### SOURCE DOCUMENT
--- START ---

The ban on extra-curricular activities heralds boring school days this term as new realities that have also affected learners and content creators sink in.
Sports and drama trainers and event organisers at regional and national levels are also staring at looming talent waste as learners take time to recoup lost academic time.
In some cases, learners may wait longer to explore their talents while some may exit secondary school without nurturing their newly found hobbies as school activities are delayed for another term.
Xavier Nato, a drama teacher and facilitator, says he took over a new challenge of training learners of a school that had never participated in the Kenya National Drama and Film Festivals to challenge the notion that such competitions are only meant for big schools.
“The children from Joseph Allamano School did so well and emerged position one at the sub-county level and position two at county level. The children and the school were excited and trained their focus on regional festivals then coronavirus came in,” said Nato.
Speaking to The Standard yesterday, he said the pain on the children’s faces was telling.
“Most of them will clear school this year and it pains me that they will not have the chance to push their limits and explore their talents further this term,” said Nato.
Another trainer said the artistic element in the education system will be killed.
“This is a major rollback of the gains achieved in the recent past as focus now shifts to integrating film and theatre to online platforms, yet schools’ infrastructure are weak or just do not exist,” said Cosmas Bii, a Moi University lecturer and filmmaker. This is the new reality for schools as the State banned all sporting activities to stem the spread of Covid-19 in learning institutions.
“All extra-curricular activities such as sports, drama, music and prize-giving days involving more than one school remain prohibited for the next 90 days; and all exchange visits between schools shall remain prohibited for the same period,” said Joseph Kinyua, Head of Public Service.
The directive is buttressed by the new guidelines that suspend assemblies, inter-institution competitions, including games, drama, music, sports and other events that create crowded conditions, for the time being. The new school realities demand short breaks, limited interactions and having meals in shifts.
The return-to-school Covid-19 measures also require that fields be appropriately marked to ensure learners/trainees play different games that avoid touching or holding.
“Swimming should be halted in all educational institutions until the Covid-19 risk is at the lowest level as shall be guided by the Ministry of Health,” reads the new guidelines.
This means all Term Two sporting activities and competitions will remain suspended until further notice.
Hudson Wafula, a drama teacher at Dagoretti High School in Nairobi, said the ban has also affected all related drama productions, signalling further adverse effects.
“Some Form Four artistes who were talented and looked forward to a smooth transition have had the virus affect their progression,” said Wafula.
He said performance heavily depends on continuous practice, which is not tenable under the prevailing school conditions.
According to the 2020 co-curricular activities calendar of events, the Ministry of Education had envisaged national games championships for all secondary schools.

--- END ---

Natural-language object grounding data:
--- START ---

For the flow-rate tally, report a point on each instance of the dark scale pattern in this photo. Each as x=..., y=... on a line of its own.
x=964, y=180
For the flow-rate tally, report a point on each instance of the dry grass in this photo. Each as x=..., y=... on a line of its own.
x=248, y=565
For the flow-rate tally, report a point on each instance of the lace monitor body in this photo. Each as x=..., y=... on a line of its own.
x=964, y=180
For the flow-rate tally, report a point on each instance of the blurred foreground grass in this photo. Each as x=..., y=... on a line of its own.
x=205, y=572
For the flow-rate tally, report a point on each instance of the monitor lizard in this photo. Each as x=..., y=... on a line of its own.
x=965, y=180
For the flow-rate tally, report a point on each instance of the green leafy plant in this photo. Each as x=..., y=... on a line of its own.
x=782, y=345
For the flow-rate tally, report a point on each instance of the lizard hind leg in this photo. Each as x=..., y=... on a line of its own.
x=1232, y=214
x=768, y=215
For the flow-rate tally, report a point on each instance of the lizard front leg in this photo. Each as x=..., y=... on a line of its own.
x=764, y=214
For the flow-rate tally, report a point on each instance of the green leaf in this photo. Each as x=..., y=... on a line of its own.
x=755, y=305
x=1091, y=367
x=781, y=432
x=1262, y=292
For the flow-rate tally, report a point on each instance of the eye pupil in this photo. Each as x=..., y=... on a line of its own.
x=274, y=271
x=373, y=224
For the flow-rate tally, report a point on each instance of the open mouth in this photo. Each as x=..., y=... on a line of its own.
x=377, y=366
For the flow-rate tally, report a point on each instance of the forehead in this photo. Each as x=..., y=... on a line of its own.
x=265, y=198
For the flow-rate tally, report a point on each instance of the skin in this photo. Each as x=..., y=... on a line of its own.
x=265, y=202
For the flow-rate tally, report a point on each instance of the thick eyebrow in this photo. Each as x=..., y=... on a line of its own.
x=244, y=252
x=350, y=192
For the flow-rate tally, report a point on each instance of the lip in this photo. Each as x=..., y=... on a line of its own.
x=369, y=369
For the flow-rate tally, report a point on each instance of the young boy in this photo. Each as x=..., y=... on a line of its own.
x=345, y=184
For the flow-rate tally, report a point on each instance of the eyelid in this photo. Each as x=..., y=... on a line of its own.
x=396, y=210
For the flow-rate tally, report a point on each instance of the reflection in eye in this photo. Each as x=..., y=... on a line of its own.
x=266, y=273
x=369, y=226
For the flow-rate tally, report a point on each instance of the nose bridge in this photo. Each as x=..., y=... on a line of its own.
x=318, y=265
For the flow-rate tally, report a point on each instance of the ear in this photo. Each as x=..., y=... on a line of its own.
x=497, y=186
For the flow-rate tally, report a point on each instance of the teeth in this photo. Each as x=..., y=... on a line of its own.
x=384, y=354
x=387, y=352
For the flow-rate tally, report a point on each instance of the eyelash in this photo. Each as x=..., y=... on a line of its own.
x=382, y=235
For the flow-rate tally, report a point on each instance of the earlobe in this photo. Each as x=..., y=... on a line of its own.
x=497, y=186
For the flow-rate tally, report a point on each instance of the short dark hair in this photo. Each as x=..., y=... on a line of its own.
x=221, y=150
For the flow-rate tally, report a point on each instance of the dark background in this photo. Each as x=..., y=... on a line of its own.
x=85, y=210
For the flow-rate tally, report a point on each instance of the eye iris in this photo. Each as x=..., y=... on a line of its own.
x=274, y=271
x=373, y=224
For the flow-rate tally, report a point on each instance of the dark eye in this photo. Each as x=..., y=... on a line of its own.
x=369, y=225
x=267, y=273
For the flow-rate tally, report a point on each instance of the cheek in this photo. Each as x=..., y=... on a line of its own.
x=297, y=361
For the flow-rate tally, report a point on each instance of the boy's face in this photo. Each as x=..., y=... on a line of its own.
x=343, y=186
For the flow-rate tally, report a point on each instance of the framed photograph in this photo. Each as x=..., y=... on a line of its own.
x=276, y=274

--- END ---
--- START ---

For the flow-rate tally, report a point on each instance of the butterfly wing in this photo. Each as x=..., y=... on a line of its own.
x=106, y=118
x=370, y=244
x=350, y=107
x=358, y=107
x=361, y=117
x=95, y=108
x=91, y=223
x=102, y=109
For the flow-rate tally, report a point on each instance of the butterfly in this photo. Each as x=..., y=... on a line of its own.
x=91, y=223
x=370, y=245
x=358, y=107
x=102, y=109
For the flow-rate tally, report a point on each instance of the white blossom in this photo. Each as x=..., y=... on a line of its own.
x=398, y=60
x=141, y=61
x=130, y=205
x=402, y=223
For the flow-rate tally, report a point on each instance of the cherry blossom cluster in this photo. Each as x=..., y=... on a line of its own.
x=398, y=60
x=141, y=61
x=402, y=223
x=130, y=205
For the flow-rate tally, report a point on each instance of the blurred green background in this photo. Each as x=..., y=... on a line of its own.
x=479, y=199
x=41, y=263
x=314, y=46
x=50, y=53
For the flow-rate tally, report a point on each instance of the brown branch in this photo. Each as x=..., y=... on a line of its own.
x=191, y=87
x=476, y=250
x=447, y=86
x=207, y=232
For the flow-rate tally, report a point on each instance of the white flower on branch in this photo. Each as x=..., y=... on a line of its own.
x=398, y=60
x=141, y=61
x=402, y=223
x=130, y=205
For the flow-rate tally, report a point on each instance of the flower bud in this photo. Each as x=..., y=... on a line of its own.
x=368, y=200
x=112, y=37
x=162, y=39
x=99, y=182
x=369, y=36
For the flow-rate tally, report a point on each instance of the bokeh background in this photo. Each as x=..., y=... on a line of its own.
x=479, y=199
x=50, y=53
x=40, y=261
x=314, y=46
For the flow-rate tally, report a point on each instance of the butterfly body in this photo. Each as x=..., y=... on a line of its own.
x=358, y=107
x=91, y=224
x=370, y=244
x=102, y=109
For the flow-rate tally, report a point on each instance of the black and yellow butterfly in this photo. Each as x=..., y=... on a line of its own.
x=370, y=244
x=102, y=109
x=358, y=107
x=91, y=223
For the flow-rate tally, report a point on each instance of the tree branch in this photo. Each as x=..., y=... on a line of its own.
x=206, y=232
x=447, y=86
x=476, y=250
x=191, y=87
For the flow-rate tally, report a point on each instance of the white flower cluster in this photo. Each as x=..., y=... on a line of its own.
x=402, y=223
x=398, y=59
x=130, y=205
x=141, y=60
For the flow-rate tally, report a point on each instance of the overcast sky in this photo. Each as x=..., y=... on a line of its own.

--- END ---
--- START ---

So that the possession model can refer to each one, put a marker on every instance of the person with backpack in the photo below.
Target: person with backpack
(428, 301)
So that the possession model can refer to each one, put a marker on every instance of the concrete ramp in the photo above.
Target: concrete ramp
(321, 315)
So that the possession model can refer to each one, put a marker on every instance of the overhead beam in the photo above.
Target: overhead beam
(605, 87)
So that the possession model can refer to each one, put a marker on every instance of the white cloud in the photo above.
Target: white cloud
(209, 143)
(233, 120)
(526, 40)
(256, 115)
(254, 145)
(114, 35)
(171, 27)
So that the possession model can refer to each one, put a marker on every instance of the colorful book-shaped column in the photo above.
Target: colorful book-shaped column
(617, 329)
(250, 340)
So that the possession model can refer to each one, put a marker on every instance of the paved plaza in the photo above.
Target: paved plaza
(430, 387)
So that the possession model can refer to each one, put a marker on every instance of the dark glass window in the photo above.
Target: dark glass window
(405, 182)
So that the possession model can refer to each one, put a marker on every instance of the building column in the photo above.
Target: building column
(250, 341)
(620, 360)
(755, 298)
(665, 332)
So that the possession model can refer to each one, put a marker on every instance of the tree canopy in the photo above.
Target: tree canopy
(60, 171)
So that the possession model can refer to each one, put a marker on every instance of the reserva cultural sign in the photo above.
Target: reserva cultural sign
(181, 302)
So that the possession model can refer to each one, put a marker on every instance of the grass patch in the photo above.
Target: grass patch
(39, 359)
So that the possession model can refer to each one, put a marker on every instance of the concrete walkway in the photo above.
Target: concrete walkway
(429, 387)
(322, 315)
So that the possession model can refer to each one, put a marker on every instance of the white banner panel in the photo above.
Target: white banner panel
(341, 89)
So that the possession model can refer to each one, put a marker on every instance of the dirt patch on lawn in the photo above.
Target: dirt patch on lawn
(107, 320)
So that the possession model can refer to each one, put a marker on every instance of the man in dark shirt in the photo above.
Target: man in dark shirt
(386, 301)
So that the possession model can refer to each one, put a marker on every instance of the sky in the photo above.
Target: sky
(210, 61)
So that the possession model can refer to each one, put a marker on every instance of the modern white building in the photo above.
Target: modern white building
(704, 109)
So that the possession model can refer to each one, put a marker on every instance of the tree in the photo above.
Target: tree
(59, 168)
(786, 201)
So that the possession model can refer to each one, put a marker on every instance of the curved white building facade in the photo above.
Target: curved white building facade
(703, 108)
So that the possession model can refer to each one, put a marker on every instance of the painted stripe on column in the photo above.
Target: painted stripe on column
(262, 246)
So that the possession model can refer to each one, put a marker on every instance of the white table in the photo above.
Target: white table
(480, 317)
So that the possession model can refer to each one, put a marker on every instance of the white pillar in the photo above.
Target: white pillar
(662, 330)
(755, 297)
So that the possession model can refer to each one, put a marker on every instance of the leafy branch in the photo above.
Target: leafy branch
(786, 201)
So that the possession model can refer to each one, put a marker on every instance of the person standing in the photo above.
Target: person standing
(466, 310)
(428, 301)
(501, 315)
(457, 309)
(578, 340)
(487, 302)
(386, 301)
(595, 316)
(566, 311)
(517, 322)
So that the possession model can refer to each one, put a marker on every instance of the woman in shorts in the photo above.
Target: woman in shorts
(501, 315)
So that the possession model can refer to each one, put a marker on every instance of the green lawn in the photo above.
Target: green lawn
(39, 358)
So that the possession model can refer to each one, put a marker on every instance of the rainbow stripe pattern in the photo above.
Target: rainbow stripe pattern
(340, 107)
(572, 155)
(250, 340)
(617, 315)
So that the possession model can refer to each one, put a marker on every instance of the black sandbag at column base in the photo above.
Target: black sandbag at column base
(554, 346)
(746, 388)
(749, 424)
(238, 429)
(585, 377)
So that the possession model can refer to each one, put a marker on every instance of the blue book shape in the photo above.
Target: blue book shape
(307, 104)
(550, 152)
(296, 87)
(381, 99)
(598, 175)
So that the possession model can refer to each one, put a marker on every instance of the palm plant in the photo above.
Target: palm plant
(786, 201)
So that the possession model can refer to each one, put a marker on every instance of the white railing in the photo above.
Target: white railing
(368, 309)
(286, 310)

--- END ---

### WORK TO COMPLETE
• a. In the article on the school activities ban, for how long do extra-curricular activities involving more than one school remain prohibited?
• b. Transcribe the passage of the article on the school activities ban starting at "This means all" and ending at "all secondary schools.".
This data is separate material and has no connection to the article on the school activities ban.

### EXERCISE SOLUTIONS
• a. For the next 90 days.

• b.
This means all Term Two sporting activities and competitions will remain suspended until further notice.
Hudson Wafula, a drama teacher at Dagoretti High School in Nairobi, said the ban has also affected all related drama productions, signalling further adverse effects.
“Some Form Four artistes who were talented and looked forward to a smooth transition have had the virus affect their progression,” said Wafula.
He said performance heavily depends on continuous practice, which is not tenable under the prevailing school conditions.
According to the 2020 co-curricular activities calendar of events, the Ministry of Education had envisaged national games championships for all secondary schools.